• [Requirement A]:
In the article on Komodo dragon blood, find every count of CAMPs or peptides and list each with what it counts.
• [Requirement B]:
Output the part of the article on Komodo dragon blood starting at "It sounds like" and ending at "far from reality.".
[Passage provided — start]
It sounds like the recipe for an elixir from some kind of medieval fantasy novel: to cure your illness, draw blood from a dragon — but it's not far from reality.
Scientists from George Mason University have discovered that blood from the world's largest lizard, the Komodo dragon, contains protein fragments that seem to have antimicrobial properties capable of slaying some of the worst infections on Earth. The team hopes to develop new drugs based on these proteins that can counter the scourge of antibiotic resistance, reports Science Alert.
A bite from a Komodo dragon is not necessarily venomous, but it can still be deadly due to the noxious mix of dangerous bacteria known to inhabit its mouth. These bacteria help dragons to take down larger prey that they can't subdue with strength alone, but it's been a mystery as to how the lizards are able to avoid infection from these bacteria themselves.
The key, it turns out, has to do with protein fragments known as cationic antimicrobial peptides (CAMPs) that George Mason researchers found in the dragons' blood. CAMPs of some variety are found in most living things; they work as an essential part of our innate immune system.
"It's that part of your immune system that keeps you alive in the two or three weeks before you can make antibodies to a bacterial infection," explained biochemist Monique van Hoek. "It's part of your generalized immune response to the world."
The CAMPs found in Komodo dragon blood were particularly extraordinary, though. Of the 48 that were identified, 47 of them were derived from histone proteins, which are known to have antimicrobial properties. The team then selected eight of these 47 CAMPs for testing against two of the nastiest kinds of superbugs out there: Pseudomonas aeruginosa, and Staphylococcus aureus (or MRSA). Incredibly, seven of the tested peptides killed both forms of antibiotic resistant bacteria.
How CAMPs are so effective against such robust forms of infection is still poorly understood, but future studies are on the way.
"Future efforts will focus on determining whether peptides are constitutively produced or the result of pathogen detection, as well as whether this phenomenon is limited to Komodo dragons or if it occurs in other species, including humans," the team wrote in their paper, published in the Journal of Proteome Research.
[Passage provided — finish]
[Data shown — start]
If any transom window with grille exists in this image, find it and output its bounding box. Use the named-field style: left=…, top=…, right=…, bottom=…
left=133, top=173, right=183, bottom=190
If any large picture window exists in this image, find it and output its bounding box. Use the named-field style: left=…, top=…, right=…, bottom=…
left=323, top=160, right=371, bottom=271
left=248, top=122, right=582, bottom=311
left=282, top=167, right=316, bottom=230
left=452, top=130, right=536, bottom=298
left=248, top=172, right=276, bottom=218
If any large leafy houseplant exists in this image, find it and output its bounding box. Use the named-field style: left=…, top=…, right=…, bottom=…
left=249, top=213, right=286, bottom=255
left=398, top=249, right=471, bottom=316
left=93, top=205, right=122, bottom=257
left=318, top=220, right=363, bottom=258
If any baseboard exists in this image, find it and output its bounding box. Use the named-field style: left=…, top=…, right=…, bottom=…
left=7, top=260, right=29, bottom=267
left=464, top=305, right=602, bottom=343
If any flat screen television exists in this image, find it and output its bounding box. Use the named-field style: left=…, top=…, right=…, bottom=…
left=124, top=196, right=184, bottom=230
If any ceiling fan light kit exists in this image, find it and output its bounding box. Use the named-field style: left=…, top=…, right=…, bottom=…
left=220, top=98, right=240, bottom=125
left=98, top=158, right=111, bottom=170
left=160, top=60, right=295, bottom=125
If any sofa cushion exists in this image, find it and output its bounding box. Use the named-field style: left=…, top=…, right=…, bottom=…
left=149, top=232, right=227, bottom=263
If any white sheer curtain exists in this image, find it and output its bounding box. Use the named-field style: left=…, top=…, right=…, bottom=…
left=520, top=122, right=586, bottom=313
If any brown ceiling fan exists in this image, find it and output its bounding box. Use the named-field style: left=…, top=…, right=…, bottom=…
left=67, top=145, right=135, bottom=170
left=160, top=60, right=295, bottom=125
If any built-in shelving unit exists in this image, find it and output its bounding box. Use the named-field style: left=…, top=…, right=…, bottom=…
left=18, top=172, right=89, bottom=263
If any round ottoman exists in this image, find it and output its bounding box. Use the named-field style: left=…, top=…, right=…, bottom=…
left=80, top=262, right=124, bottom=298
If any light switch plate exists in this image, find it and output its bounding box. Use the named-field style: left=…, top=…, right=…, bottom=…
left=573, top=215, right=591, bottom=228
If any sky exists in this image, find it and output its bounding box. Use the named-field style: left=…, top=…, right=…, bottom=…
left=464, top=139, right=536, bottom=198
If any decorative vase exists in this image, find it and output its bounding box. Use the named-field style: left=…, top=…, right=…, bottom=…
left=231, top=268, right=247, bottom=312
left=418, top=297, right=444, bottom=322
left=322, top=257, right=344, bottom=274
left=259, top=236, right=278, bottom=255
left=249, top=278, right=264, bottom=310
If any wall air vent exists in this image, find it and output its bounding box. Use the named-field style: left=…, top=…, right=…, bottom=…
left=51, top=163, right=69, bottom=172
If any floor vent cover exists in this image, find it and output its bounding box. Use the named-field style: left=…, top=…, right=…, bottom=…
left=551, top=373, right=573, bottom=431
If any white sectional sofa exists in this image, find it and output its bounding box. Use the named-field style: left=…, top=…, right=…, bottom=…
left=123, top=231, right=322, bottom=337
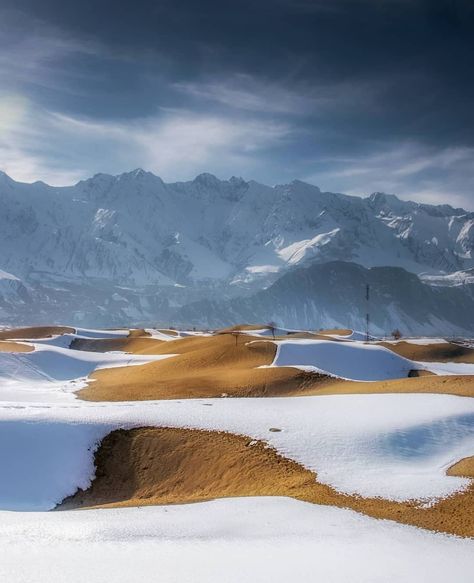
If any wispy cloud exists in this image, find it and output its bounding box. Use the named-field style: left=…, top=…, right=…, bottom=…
left=307, top=142, right=474, bottom=210
left=0, top=96, right=291, bottom=184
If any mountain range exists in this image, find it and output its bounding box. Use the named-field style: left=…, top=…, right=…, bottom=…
left=0, top=169, right=474, bottom=335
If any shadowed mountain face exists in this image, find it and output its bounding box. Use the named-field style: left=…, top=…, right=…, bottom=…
left=0, top=170, right=474, bottom=330
left=176, top=262, right=474, bottom=336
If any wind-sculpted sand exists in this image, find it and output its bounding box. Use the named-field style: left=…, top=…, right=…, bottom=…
left=0, top=340, right=34, bottom=352
left=78, top=333, right=334, bottom=401
left=59, top=428, right=474, bottom=536
left=380, top=341, right=474, bottom=364
left=79, top=332, right=474, bottom=401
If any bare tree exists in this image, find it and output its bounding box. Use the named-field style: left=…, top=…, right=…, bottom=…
left=231, top=330, right=240, bottom=346
left=267, top=322, right=277, bottom=339
left=392, top=328, right=402, bottom=340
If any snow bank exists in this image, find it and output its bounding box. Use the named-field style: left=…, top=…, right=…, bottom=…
left=0, top=498, right=474, bottom=583
left=0, top=394, right=474, bottom=510
left=271, top=339, right=421, bottom=381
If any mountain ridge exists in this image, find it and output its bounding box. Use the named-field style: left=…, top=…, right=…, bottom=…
left=0, top=168, right=474, bottom=324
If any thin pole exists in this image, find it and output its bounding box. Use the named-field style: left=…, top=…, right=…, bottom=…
left=365, top=284, right=370, bottom=342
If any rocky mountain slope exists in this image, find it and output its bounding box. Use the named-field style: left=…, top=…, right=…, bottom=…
left=0, top=170, right=474, bottom=334
left=174, top=262, right=474, bottom=336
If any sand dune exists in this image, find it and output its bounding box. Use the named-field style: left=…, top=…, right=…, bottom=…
left=71, top=333, right=163, bottom=354
left=380, top=341, right=474, bottom=364
left=77, top=332, right=474, bottom=401
left=78, top=334, right=334, bottom=401
left=0, top=340, right=34, bottom=352
left=59, top=428, right=474, bottom=536
left=0, top=326, right=75, bottom=340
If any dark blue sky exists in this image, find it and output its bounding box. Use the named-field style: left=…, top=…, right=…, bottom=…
left=0, top=0, right=474, bottom=208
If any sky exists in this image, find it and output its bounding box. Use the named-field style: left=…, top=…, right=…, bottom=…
left=0, top=0, right=474, bottom=210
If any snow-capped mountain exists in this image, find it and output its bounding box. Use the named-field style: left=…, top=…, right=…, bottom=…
[Data shown — finish]
• [Reply A]:
- 48: CAMPs identified in Komodo dragon blood
- 47: those CAMPs derived from histone proteins
- eight: CAMPs selected for testing against the superbugs
- seven: tested peptides that killed both forms of antibiotic-resistant bacteria

• [Reply B]:
It sounds like the recipe for an elixir from some kind of medieval fantasy novel: to cure your illness, draw blood from a dragon — but it's not far from reality.